Hans-Peter Friedrich knows the score. Asked whether Germany could suffer from the sort of violence committed by Anders Breivik, Friedrich said, “There are no indications at present of right-wing terrorist activities.” Though he sounded cautious, noting that the attacks “show again what dangers fanatical lone perpetrators can pose,” the Interior Minister remained confident. “Security measures are at a very high level, and are constantly being monitored,” he continued. “That’s why I am glad that the anti-terrorism laws — which apply to all forms of terrorism — will remain available in the future.”

Friedrich really couldn’t have said anything else. Because of Germany’s history of anti-Semitism and, more recently, left-wing terrorism, it was incumbent on him to assuage public concerns that his country might be next. It’s not only that the authorities are apprised of the ‘situation’. Germany’s present laws, with their origins in the fight against left-wing radicalism in the 1970s, allow security forces the flexibility to contain ‘extremism’ before it can be of any real consequence. For Germans who wanted the traditional type of reassurance, the conservative Bavarian minister, well-known for his ambivalence towards Muslims — “Islam has no place in Germany” — did his part to project the image of a self-conscious security state.

But most Germans are not that naïve. Like Friedrich, they would have to be relatively right-wing in order to find this kind of rhetoric soothing. Indeed, for anyone even remotely in tune with recent events in the country, it would be difficult to pay heed to the Interior Minister’s words about government readiness and not feel somewhat discomfited by Friedrich’s own personal lack of preparation. For example, not long after assuming office this spring, the Interior Minister had the honor of witnessing the first terrorist attack by a domestic Islamist take place under his own personal watch, when two US serviceman, along with two Germans, were shot at the airport in Frankfurt.

As embarrassing as the event was for Friedrich, nothing compared to the scorn the conservative official was subjected to when he first announced that he’d be hosting a June summit dedicated to halting the ‘radicalization’ of Germany’s Muslim community. Criticised from numerous quarters, for everything from equating Islam with terrorism to encouraging German Muslims to spy on each other, the conference was widely considered an offensive farce, with little relevance for anyone except, of course, Hans-Peter Friedrich’s own constituency, and, more broadly, German critics of multiculturalism.
__________________________________________________
# [Exercise instructions]
Transcribe the passage of the article on Hans-Peter Friedrich starting at "As embarrassing as" and ending at "critics of multiculturalism.". The rows that follow are separate material, unrelated to the article on Hans-Peter Friedrich.

# [Information supplied]
__________________________________________________
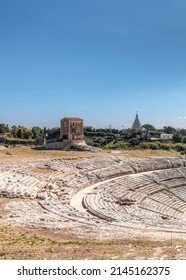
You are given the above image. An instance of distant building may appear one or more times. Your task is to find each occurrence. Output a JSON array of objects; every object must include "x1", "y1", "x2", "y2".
[
  {"x1": 160, "y1": 133, "x2": 173, "y2": 140},
  {"x1": 132, "y1": 114, "x2": 141, "y2": 129},
  {"x1": 60, "y1": 118, "x2": 83, "y2": 141}
]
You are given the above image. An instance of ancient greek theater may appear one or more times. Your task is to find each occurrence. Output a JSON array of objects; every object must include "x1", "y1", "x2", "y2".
[{"x1": 0, "y1": 155, "x2": 186, "y2": 243}]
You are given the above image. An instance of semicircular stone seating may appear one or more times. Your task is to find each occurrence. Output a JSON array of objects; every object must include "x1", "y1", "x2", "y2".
[{"x1": 0, "y1": 156, "x2": 186, "y2": 231}]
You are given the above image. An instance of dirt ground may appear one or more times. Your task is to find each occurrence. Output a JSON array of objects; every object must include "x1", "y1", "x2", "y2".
[
  {"x1": 0, "y1": 148, "x2": 186, "y2": 260},
  {"x1": 0, "y1": 226, "x2": 186, "y2": 260}
]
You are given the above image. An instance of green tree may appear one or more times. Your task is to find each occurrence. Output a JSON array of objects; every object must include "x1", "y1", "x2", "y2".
[
  {"x1": 31, "y1": 126, "x2": 42, "y2": 139},
  {"x1": 142, "y1": 124, "x2": 156, "y2": 140},
  {"x1": 163, "y1": 126, "x2": 176, "y2": 134},
  {"x1": 172, "y1": 132, "x2": 182, "y2": 143},
  {"x1": 11, "y1": 125, "x2": 18, "y2": 137},
  {"x1": 0, "y1": 123, "x2": 10, "y2": 134}
]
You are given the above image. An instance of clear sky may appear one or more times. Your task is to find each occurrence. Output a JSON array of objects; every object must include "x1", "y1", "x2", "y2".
[{"x1": 0, "y1": 0, "x2": 186, "y2": 128}]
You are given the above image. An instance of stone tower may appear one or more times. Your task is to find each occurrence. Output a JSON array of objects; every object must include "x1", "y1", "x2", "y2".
[
  {"x1": 60, "y1": 118, "x2": 83, "y2": 141},
  {"x1": 132, "y1": 113, "x2": 141, "y2": 129}
]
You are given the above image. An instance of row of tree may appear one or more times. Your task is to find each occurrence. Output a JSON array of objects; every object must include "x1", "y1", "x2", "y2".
[{"x1": 0, "y1": 123, "x2": 60, "y2": 139}]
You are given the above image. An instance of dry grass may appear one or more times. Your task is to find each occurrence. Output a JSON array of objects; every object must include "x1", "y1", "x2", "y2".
[
  {"x1": 0, "y1": 147, "x2": 179, "y2": 162},
  {"x1": 0, "y1": 227, "x2": 186, "y2": 260}
]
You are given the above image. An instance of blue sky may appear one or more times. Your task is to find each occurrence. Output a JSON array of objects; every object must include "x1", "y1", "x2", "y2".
[{"x1": 0, "y1": 0, "x2": 186, "y2": 128}]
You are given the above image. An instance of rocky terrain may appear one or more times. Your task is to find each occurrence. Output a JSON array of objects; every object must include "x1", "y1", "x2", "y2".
[{"x1": 0, "y1": 156, "x2": 186, "y2": 240}]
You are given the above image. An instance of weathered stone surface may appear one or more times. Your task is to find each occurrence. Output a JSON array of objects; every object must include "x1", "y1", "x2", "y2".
[{"x1": 0, "y1": 156, "x2": 186, "y2": 236}]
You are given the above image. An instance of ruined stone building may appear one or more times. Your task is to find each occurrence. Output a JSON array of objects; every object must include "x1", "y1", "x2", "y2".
[
  {"x1": 60, "y1": 118, "x2": 83, "y2": 141},
  {"x1": 132, "y1": 113, "x2": 141, "y2": 129}
]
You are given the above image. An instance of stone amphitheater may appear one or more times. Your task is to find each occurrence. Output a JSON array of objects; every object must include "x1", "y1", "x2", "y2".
[{"x1": 0, "y1": 156, "x2": 186, "y2": 241}]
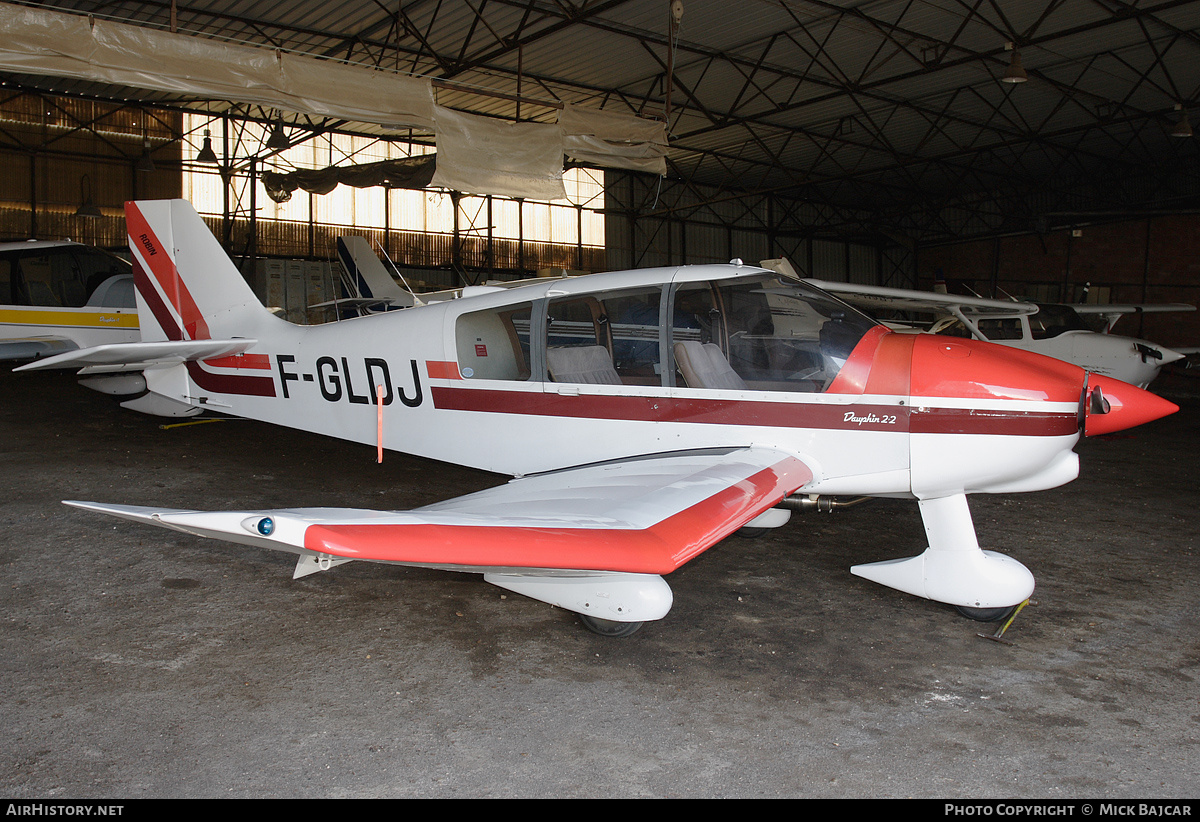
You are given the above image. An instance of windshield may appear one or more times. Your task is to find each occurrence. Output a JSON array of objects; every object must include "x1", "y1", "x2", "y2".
[{"x1": 1030, "y1": 302, "x2": 1091, "y2": 340}]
__________________________________________________
# [Solution for this exercise]
As embarrassing as the event was for Friedrich, nothing compared to the scorn the conservative official was subjected to when he first announced that he’d be hosting a June summit dedicated to halting the ‘radicalization’ of Germany’s Muslim community. Criticised from numerous quarters, for everything from equating Islam with terrorism to encouraging German Muslims to spy on each other, the conference was widely considered an offensive farce, with little relevance for anyone except, of course, Hans-Peter Friedrich’s own constituency, and, more broadly, German critics of multiculturalism.